TEXTO PROPORCIONADO:
Crónica del Verano del 62
20 enero , 3a entrada .
Mientras sigo buscando lo de la cucaracha encontré esto:
Crónica del Verano del 62
Hay veranos
que nunca se olvidan. En febrero del 62 fui invitada por una amiga a pasar unas
vacaciones en Punta Mogotes. Un par de meses antes nos habíamos recibido de
Maestras Normales Nacionales y rendido los exámenes para aprobar el equivalente
del Certificado de Cambridge del cuál no recibiríamos el resultado hasta el mes
de marzo.
Viajamos en un Renault Dauphine manejado por el
padre de familia, a su lado iba la esposa advirtiéndole de tanto en tanto: “cuidado
Toto, no vayas tan rápido, o por el contrario “, mirá qué tortuga ese, pasálo Toto si no no
llegamos más”. Atrás íbamos mi amiga
Carla, su hermanita, y yo apretujada entre las dos. Las valijas, seguramente
viajaron más cómodas, fueron trasladadas por la tradicional empresa Rabbione
que usaban muchos de los veraneantes a Mar Del Plata. Aguantamos el calor con
un estoicismo nacido de la expectativa a detenernos en algún comedero de la
ruta para tomar un refresco.
La memoria
es caprichosa y archiva datos dignos de
guardarse y otros poco significativos en apariencia. De los primeros días recuerdo
mi inhibición para nombrar al dueño de casa por su apodo: “Toto”, me parecía
demasiado íntimo o grosero. Las palabras tienen significados y efecto, y en esa
época era muy consciente de las que marcaban la pertenencia a un sector
social. Opté por decirle “señor”. También guardo el recuerdo de mi iniciación a
los placeres de la boca aportado por el sabor del pan marplatense. Yo, una
flaca inapetente, devoraba el pan de cada mañana untado con manteca y dulce de
leche como un manjar de los dioses. Era tal mi gula que llegué a sentir
vergüenza al advertirme mirada.
La familia
de Carla alquilaba una carpa en un balneario en la playa de Punta Mogotes, que
no era tan top como la de Playa Grande. Teníamos asistencia perfecta a la playa
salvo los días de lluvia o muy nublados, ventosos y fríos que suele haber en la
costa. Nos tirábamos a tomar sol directamente sobre la arena caliente o nos
sentábamos cara al sol en esas tradicionales sillas de mimbre con brazos. No
existía el temor al sol entonces, se incubaban cánceres de piel con toda
inocencia. Nos untábamos con una
sustancia aceitosa para broncearnos, el
perfume de ese ungüento me quedó asociado siempre a los olores del verano.

Registros del conjunto de datos
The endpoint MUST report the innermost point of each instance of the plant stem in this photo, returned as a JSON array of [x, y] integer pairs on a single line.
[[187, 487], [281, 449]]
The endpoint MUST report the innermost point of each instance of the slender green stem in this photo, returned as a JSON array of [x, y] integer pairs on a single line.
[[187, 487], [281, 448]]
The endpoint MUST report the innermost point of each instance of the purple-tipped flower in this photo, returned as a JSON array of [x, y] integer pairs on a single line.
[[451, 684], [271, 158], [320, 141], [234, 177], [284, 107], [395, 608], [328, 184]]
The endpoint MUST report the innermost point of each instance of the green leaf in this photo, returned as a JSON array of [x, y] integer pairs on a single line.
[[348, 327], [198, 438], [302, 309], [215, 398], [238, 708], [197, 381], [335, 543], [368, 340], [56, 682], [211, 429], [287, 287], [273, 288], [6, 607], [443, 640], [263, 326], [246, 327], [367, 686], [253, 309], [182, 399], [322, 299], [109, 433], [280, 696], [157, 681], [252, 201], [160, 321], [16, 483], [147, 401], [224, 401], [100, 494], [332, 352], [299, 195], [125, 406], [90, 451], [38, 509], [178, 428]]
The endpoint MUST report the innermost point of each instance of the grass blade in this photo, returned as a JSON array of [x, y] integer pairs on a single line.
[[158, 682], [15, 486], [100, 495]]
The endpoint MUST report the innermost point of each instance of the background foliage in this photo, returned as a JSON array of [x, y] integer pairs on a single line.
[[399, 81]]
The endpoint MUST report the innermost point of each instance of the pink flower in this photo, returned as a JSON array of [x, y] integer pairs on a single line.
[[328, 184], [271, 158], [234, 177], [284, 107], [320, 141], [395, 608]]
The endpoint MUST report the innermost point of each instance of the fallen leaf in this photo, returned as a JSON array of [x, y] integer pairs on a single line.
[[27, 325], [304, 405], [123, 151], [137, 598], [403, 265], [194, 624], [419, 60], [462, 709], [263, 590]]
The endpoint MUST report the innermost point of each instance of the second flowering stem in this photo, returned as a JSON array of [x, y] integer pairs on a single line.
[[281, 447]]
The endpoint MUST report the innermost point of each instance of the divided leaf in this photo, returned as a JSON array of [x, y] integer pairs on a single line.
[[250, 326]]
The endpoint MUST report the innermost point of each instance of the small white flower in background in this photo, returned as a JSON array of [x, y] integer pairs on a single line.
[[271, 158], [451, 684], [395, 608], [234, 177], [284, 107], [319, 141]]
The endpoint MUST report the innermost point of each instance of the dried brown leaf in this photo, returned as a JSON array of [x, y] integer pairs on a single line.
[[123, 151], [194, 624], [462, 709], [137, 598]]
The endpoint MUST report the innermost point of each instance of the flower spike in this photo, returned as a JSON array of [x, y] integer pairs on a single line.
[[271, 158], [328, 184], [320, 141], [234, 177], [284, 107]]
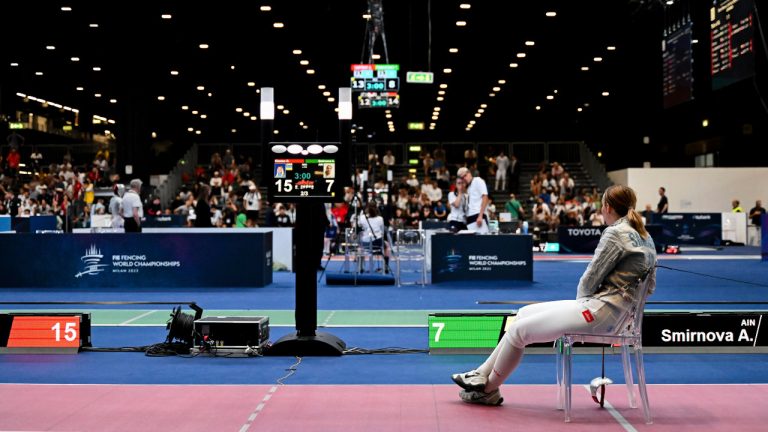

TU TAREA: Transcribe sin cambios el fragmento del texto que empieza en las palabras "Viajamos en un" y termina después de "tomar un refresco.". Los registros no tienen relación alguna con el texto.

RESPUESTA CORRECTA:
Viajamos en un Renault Dauphine manejado por el
padre de familia, a su lado iba la esposa advirtiéndole de tanto en tanto: “cuidado
Toto, no vayas tan rápido, o por el contrario “, mirá qué tortuga ese, pasálo Toto si no no
llegamos más”. Atrás íbamos mi amiga
Carla, su hermanita, y yo apretujada entre las dos. Las valijas, seguramente
viajaron más cómodas, fueron trasladadas por la tradicional empresa Rabbione
que usaban muchos de los veraneantes a Mar Del Plata. Aguantamos el calor con
un estoicismo nacido de la expectativa a detenernos en algún comedero de la
ruta para tomar un refresco.